--- start of Data shown ---

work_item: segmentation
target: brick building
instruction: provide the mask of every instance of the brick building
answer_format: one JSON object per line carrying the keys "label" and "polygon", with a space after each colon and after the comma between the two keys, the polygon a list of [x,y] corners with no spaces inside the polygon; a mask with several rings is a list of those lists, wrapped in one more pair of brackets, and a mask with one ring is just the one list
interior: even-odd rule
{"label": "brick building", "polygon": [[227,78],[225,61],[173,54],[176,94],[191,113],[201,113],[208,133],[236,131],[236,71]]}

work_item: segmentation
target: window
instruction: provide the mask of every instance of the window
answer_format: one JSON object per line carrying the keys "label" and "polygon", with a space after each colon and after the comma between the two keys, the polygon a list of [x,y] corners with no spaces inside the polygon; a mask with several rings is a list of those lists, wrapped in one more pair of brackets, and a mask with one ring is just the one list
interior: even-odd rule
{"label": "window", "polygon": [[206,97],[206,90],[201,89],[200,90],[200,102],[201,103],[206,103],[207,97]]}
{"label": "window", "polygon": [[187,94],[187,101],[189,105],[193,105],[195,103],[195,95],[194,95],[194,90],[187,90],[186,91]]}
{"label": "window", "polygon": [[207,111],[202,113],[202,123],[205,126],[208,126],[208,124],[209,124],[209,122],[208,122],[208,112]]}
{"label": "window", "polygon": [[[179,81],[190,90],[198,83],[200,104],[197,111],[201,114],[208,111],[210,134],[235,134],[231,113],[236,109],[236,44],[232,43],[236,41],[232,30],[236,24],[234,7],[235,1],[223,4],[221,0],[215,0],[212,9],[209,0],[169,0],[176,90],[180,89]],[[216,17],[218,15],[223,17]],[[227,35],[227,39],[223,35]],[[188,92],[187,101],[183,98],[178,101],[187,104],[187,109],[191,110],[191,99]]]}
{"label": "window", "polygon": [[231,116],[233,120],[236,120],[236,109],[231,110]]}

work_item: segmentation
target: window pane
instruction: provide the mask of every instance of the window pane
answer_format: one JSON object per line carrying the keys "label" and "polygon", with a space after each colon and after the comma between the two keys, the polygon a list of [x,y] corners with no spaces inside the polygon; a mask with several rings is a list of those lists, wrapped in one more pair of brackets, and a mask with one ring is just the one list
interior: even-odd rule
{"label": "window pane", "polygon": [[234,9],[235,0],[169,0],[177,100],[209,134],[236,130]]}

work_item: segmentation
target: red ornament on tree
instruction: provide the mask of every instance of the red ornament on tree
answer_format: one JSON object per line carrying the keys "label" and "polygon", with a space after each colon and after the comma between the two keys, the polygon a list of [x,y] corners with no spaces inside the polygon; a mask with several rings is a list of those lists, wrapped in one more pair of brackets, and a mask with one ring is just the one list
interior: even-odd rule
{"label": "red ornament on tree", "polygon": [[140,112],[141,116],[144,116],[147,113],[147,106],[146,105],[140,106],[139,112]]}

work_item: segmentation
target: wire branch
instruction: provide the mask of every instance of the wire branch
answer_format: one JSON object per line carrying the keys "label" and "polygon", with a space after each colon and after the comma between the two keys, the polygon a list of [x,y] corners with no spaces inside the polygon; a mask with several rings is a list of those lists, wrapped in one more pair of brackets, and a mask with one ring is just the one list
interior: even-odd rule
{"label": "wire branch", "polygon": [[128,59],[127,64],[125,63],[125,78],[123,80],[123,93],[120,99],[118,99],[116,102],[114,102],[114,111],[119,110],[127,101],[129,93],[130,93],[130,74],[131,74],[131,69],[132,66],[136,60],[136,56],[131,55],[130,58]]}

--- end of Data shown ---

§ **Exercise goal**
Update all the items above by writing them out again with every "even-odd rule" changed to "nonzero winding rule" and nothing else altered.

§ **Written solution**
work_item: segmentation
target: brick building
instruction: provide the mask of every instance of the brick building
answer_format: one JSON object per line carrying the keys "label" and "polygon", with a space after each colon and after the comma between the two keys, the polygon a list of [x,y] corners with no spaces inside the polygon; a mask with several rings is a list of those lists, wrapped in one more pair of brackets, and a mask with one ring is just the one list
interior: nonzero winding rule
{"label": "brick building", "polygon": [[227,78],[225,61],[173,54],[176,94],[191,113],[201,113],[208,133],[236,131],[236,71]]}

work_item: segmentation
target: window
instruction: provide the mask of every instance of the window
answer_format: one JSON object per line carrying the keys "label" and "polygon", with a space after each colon and after the comma between the two keys, the polygon a list of [x,y] corners with no spaces inside the polygon; a mask with several rings is a list of those lists, wrapped in one more pair of brackets, and a mask with one ring is just the one list
interior: nonzero winding rule
{"label": "window", "polygon": [[206,97],[206,90],[201,89],[200,90],[200,102],[201,103],[206,103],[207,97]]}
{"label": "window", "polygon": [[187,94],[187,101],[189,105],[193,105],[195,103],[195,95],[194,95],[194,90],[187,90],[186,91]]}
{"label": "window", "polygon": [[207,111],[202,113],[202,123],[205,126],[208,126],[208,124],[209,124],[209,122],[208,122],[208,112]]}
{"label": "window", "polygon": [[[179,81],[190,90],[198,83],[200,104],[197,111],[201,114],[208,111],[210,134],[235,134],[231,113],[236,109],[236,44],[232,43],[236,41],[232,30],[236,24],[234,7],[235,1],[223,4],[221,0],[215,0],[212,9],[209,0],[169,0],[176,90],[180,89]],[[216,17],[218,15],[223,17]],[[227,35],[227,39],[223,35]],[[188,92],[187,101],[183,98],[178,101],[187,104],[187,109],[191,110],[191,99]]]}
{"label": "window", "polygon": [[231,116],[233,120],[236,120],[236,109],[231,110]]}

work_item: segmentation
target: window pane
instruction: provide the mask of every instance of the window pane
answer_format: one JSON object per line carrying the keys "label" and "polygon", with a space after each colon and after the comma between the two keys, the polygon a list of [x,y] corners with no spaces inside the polygon; a mask with several rings is a list of those lists, wrapped in one more pair of brackets, and a mask with one ring is just the one list
interior: nonzero winding rule
{"label": "window pane", "polygon": [[234,9],[235,0],[169,0],[177,100],[209,134],[236,130]]}

work_item: segmentation
target: red ornament on tree
instruction: provide the mask of every instance of the red ornament on tree
answer_format: one JSON object per line carrying the keys "label" and "polygon", with a space after each colon and after the comma between the two keys, the polygon a list of [x,y] corners with no spaces inside the polygon; a mask with several rings is a list of those lists, wrapped in one more pair of brackets, and a mask with one ring is just the one list
interior: nonzero winding rule
{"label": "red ornament on tree", "polygon": [[140,112],[141,116],[144,116],[147,113],[147,106],[146,105],[140,106],[139,112]]}

work_item: segmentation
target: wire branch
instruction: provide the mask of every instance of the wire branch
answer_format: one JSON object per line carrying the keys "label" and "polygon", with a space after each colon and after the comma between the two keys, the polygon a list of [x,y] corners with no spaces inside the polygon; a mask with several rings is a list of those lists, wrapped in one more pair of brackets, and a mask with one ring is just the one list
interior: nonzero winding rule
{"label": "wire branch", "polygon": [[128,59],[127,64],[125,63],[125,78],[123,80],[123,93],[120,99],[118,99],[116,102],[114,102],[114,111],[119,110],[127,101],[129,93],[130,93],[130,74],[131,74],[131,69],[132,66],[136,60],[136,56],[131,55],[130,58]]}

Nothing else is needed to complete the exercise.